_The records:_
====
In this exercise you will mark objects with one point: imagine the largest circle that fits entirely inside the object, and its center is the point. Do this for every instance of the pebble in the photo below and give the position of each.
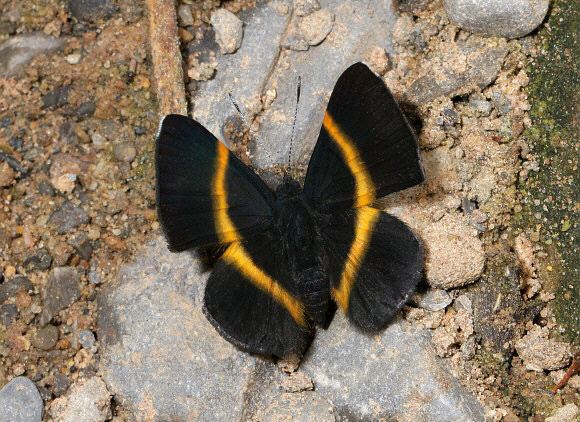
====
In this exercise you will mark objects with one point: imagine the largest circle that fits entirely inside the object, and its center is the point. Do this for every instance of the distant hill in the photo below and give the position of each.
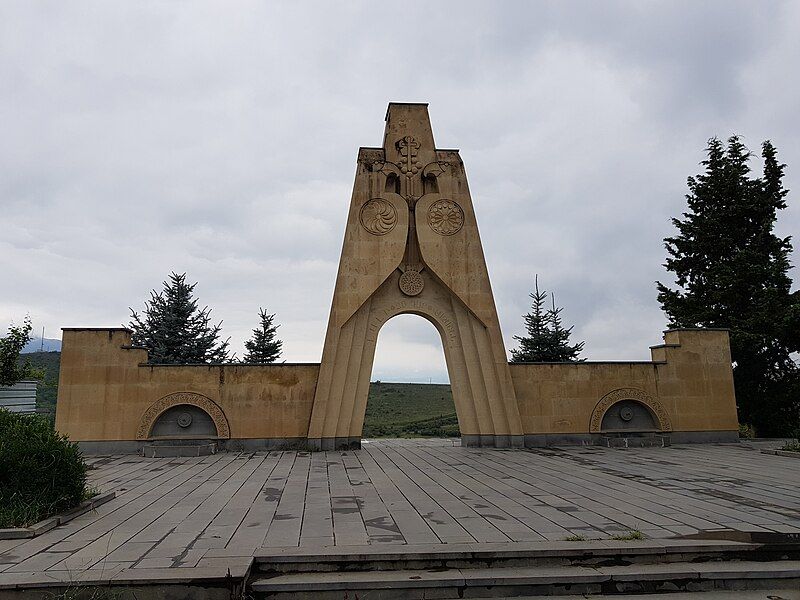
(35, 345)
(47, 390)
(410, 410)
====
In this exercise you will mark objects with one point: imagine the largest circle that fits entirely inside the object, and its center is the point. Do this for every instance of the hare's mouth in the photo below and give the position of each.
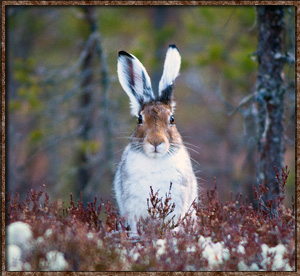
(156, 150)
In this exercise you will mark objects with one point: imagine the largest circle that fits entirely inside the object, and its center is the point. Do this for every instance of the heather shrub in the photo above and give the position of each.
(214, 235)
====
From the listing above, pull out every line that contains the string "this" and copy each one in full. Case counts, so match capital and lowercase letters exactly.

In this exercise you will mark objects with one point: imagine the largest circle that fits entirely inside the object, and its center is the point. Do this for every instance of the pebble in the photo below and give the position of each.
In this exercise you will mark objects with one point: imagine the largest circle that fits entirely inside the object, and its center is the point. Do this for every instance of the distant hill in the photo below and give the position of each.
In this exercise you will mark objects with one point: imagine the largest circle that fits entirely inside the object, and its center is the point. Do this for every instance of the hare's mouth in the photo below and give the position of each.
In this exercise you will mark objects with one point: imagine the largest circle that fits entirely inside the object, and its center is the point. Do this for every instance of the heather shrub in the photo above and give the position of each.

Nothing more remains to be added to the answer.